[EXERCISE GOAL]:
The entries follow. Copy every line in which "climbing" appears.

[Records from a dataset]

***

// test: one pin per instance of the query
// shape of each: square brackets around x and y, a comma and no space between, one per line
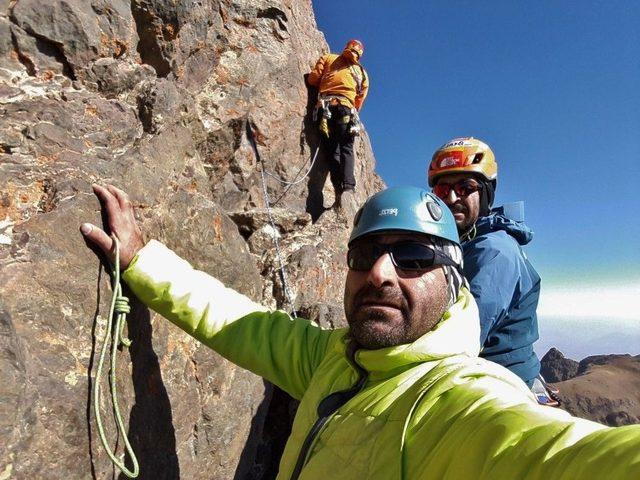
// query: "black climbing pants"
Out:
[338,148]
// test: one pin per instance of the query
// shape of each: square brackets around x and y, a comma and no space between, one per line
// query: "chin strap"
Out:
[469,234]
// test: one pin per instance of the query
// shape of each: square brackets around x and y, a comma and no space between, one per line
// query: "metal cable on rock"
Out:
[119,306]
[283,273]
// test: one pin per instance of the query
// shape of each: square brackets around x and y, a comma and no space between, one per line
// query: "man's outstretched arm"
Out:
[270,344]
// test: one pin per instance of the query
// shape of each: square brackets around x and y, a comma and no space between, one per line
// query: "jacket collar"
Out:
[457,333]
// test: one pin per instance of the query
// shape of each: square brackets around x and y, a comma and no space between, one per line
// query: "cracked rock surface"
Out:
[154,96]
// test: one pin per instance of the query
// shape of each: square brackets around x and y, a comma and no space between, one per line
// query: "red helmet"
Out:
[355,46]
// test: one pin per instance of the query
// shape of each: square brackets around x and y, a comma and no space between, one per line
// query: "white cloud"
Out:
[612,302]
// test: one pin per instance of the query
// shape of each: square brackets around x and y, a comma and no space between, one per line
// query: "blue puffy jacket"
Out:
[506,288]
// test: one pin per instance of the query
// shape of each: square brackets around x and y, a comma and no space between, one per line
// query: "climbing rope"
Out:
[119,306]
[283,273]
[294,182]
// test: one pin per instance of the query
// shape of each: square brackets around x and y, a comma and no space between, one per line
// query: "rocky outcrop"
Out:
[555,367]
[155,96]
[604,388]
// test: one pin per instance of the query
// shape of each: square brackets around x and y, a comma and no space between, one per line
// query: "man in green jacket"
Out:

***

[YOUR SOLUTION]:
// query: "black climbing pants"
// query: "climbing rope"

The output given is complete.